▸ INSTRUCTIONS TO FOLLOW:
Without changing a character, return the entries, but not the images they hold.

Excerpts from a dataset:
########

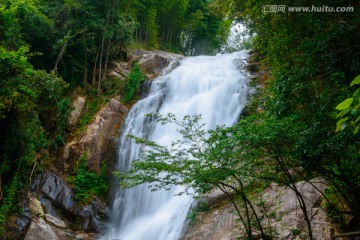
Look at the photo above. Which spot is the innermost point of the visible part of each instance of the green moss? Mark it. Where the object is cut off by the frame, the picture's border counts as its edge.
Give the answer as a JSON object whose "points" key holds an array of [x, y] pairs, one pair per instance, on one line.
{"points": [[133, 83], [88, 184]]}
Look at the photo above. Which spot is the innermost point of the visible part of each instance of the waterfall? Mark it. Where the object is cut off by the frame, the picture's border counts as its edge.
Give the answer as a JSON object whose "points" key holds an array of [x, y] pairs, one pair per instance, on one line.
{"points": [[212, 86]]}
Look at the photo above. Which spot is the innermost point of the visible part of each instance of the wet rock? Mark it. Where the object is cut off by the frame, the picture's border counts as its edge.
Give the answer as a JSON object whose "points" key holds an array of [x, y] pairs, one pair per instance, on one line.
{"points": [[40, 230], [16, 227], [152, 63], [35, 207], [220, 222], [48, 207], [71, 154], [61, 199], [85, 236], [78, 107], [289, 217], [55, 189], [93, 216], [55, 221], [99, 139]]}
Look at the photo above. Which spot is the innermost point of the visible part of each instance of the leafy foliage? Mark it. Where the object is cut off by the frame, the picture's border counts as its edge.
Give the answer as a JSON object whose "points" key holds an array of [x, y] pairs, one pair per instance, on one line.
{"points": [[88, 184], [350, 110], [133, 83]]}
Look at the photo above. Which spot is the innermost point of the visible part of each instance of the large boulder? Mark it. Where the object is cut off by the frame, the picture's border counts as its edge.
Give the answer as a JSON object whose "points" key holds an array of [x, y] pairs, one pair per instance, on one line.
{"points": [[16, 227], [41, 230], [98, 141], [288, 220], [78, 108], [152, 63], [62, 207]]}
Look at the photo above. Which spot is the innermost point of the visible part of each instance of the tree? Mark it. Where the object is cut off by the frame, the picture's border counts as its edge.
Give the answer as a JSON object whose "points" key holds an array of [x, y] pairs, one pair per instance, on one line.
{"points": [[202, 161], [350, 109]]}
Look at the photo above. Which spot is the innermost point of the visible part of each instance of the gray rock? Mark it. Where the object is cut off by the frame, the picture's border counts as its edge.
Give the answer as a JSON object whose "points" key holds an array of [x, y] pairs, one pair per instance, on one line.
{"points": [[60, 199], [55, 221], [220, 222], [40, 230], [16, 227], [35, 207], [153, 63], [55, 189], [78, 107], [48, 207], [99, 139]]}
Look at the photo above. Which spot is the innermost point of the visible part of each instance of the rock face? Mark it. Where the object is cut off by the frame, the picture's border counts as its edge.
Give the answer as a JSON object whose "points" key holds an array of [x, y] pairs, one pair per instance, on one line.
{"points": [[99, 139], [41, 230], [152, 63], [288, 222], [78, 107], [50, 211], [60, 198]]}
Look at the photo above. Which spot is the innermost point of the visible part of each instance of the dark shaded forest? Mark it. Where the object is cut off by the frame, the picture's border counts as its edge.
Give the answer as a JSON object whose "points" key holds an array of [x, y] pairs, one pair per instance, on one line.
{"points": [[299, 126]]}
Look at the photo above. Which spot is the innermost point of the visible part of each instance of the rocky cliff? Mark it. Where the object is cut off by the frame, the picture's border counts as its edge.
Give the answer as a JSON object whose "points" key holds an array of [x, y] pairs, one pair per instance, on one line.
{"points": [[286, 221], [50, 210]]}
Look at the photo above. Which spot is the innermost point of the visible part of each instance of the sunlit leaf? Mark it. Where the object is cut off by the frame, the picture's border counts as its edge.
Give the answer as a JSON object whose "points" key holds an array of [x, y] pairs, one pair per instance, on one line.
{"points": [[345, 104], [355, 81]]}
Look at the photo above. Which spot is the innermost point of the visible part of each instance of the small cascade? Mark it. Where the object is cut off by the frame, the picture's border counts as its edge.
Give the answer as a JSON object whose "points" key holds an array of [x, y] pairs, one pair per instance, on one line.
{"points": [[212, 86]]}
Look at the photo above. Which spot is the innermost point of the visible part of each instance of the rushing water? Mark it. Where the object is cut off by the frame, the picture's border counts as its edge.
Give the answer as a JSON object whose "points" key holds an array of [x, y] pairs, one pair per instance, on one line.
{"points": [[211, 86]]}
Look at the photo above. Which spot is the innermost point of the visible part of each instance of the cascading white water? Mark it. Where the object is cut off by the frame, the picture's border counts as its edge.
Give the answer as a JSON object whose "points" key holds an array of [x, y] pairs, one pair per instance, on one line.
{"points": [[212, 86]]}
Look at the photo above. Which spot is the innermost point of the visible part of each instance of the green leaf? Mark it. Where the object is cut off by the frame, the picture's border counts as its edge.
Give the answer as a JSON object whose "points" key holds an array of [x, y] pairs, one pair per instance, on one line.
{"points": [[355, 81], [356, 130], [340, 125], [343, 112], [345, 104]]}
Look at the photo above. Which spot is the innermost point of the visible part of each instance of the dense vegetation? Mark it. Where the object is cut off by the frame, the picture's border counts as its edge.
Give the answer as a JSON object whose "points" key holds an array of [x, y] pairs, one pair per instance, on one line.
{"points": [[291, 133], [49, 48]]}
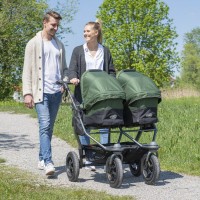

########

▸ PROBLEM SOLUTION:
Look at the photo above. Which spot is the innermost point of the visible part of each instance of the green moss? Mark it. Where the object is cut off by the frame, the picture's border counts as its edge.
Give the answer as a JSON object whose "points" key holds an array of [x, y] pairs, one pair per instance, on one line.
{"points": [[133, 83], [88, 184]]}
Look at the photo above. Which spot is the innermost point of the visible part of each instance of the waterfall? Mark it. Where the object is cut off by the frame, the picture's border counts as its edge.
Give the answer as a JSON object whose "points" key holds an array of [x, y] pairs, one pair per instance, on one line.
{"points": [[212, 86]]}
Look at the photo above. Which spot is the innermost point of the visible part of each instance of the wet rock? Mark it. Where the object is cut off by the frame, the picture's border counts as its edge.
Give the answer as a JSON object whose "points" key holds an array of [x, y] pairs, one pair per instance, on one line.
{"points": [[40, 230], [16, 227], [152, 63], [35, 207], [220, 222], [48, 207], [71, 154], [61, 199], [85, 236], [78, 107], [289, 217], [55, 189], [93, 216], [55, 221], [99, 139]]}
Look at the photo above. Which spot is the innermost point of the visible part of each instance of the leafy foliage? Mark it. Where the object is cut off by the frame, the picture's border counts as its edge.
Give the answer as a JSON object whose "points" key holds an array of [x, y] pairs, one pair per instance, on one line.
{"points": [[88, 184], [350, 110], [133, 83]]}
Look at the photo above. Which spot is the innermost point of the visible part of each instance of the large boulder? Mark it. Where the object is cut off by the frame, the picture's border counts as its edge.
Give the answer as a JSON object whose "points" key holds an array of [x, y] pairs, one pair per instance, on one line.
{"points": [[16, 227], [41, 230], [98, 141], [288, 220], [78, 108], [152, 63], [62, 207]]}
Look at the photo above. Which spot is the innermost point of the visible part of each instance of the tree? Mark it. Where the object is cut off by the frame, the picture's border counts as its edge.
Give the answer as a JSON object whose "points" key holds an array of [x, y] pairs, one pair per instance, on one line.
{"points": [[202, 161], [350, 109]]}
Look at the photo above. Which spot is the innermost point of the visible part of each instance of the gray rock? Mark it. Where the object is cut off by the frame, the picture's border counts as its edge.
Give the answer as a JSON object whose "points" key holds an array of [x, y] pairs, one pair per instance, on one line.
{"points": [[60, 199], [55, 221], [220, 222], [40, 230], [16, 227], [35, 207], [153, 63], [55, 189], [78, 107], [48, 207], [99, 139]]}
Look at the photo above. Which spot is the innermost point of the visible part of each instance of the rock face? Mark it. Where the object is cut off by the frame, the picture's border counts as its edge.
Give the answer as a JSON object whose "points" key holds an array of [x, y] pairs, one pair per instance, on one line.
{"points": [[99, 139], [41, 230], [152, 63], [288, 222], [78, 107], [50, 211], [60, 198]]}
Look at the photo above. Which spot is the innermost point of the visible part of each instance of the dark shaded forest? Mark it. Where the object is cut off by the frame, the picture's border counts as its edge.
Give the answer as a JSON object whose "points" key holds an array of [x, y] pairs, one pair per instance, on one line.
{"points": [[299, 126]]}
Look at the photo above. Which spot is the innermost point of the visible part of each instance of the rocky cliff? Mark it. Where the object is cut off by the frame, the picture's border counts as its edge.
Give the answer as a JSON object whose "points" key holds an array of [x, y] pairs, one pair per instance, on one line.
{"points": [[286, 221], [50, 210]]}
Look at the photo above. Which spot is the innermost point of the visible part of each instance of the sunlit leaf? Mark it. Where the object is cut off by the frame, the picture's border counts as its edge.
Give the answer as a JSON object whose "points" key holds an array of [x, y] pairs, one pair per instance, on one line.
{"points": [[345, 104], [355, 81]]}
Look at the photo above. Which spot is the innermost point of the visible part of each instance of the small cascade? Mark it. Where the object is cut off by the frame, the picture's border counts as its edge.
Give the answer as a JSON object whose "points" key holds an array of [x, y] pairs, one pair per instance, on one line.
{"points": [[212, 86]]}
Look at the photo above. Which spot is the innermost point of the visible part of each instance of the rushing water? Mark it. Where the object is cut off by the frame, the picture's border counts as its edge.
Give the answer as a JSON object whose "points" key holds an array of [x, y] pairs, one pair per instance, on one line.
{"points": [[211, 86]]}
Look at the photo above. Which spot is the innermost point of the visible part of each instance of the cascading white water? Mark it. Where the object is cut off by the frame, the picture's border counts as its edge.
Give the answer as a JSON object whose "points" key holds an array of [x, y] pairs, one pair per instance, on one line.
{"points": [[212, 86]]}
Look at the photo above. Which spot is the innermost point of the visible part of each instance of the green leaf? Mark it. Where the object is cut off by the frame, the picture's border counts as its edge.
Give the answer as a JSON object whose "points" key holds an array of [x, y] pairs, one pair per instance, on one line.
{"points": [[355, 81], [356, 130], [340, 125], [343, 112], [345, 104]]}
Look at the photo above. Which spot is the innermost point of the visible part of each instance of the dense vegetation? Mark it. Where the object is cut off by the frame, the picture's border counts as its edge.
Give the answer as a JSON object whose "points" key holds an array of [x, y] pairs, one pair per instance, on one line.
{"points": [[291, 133], [49, 48]]}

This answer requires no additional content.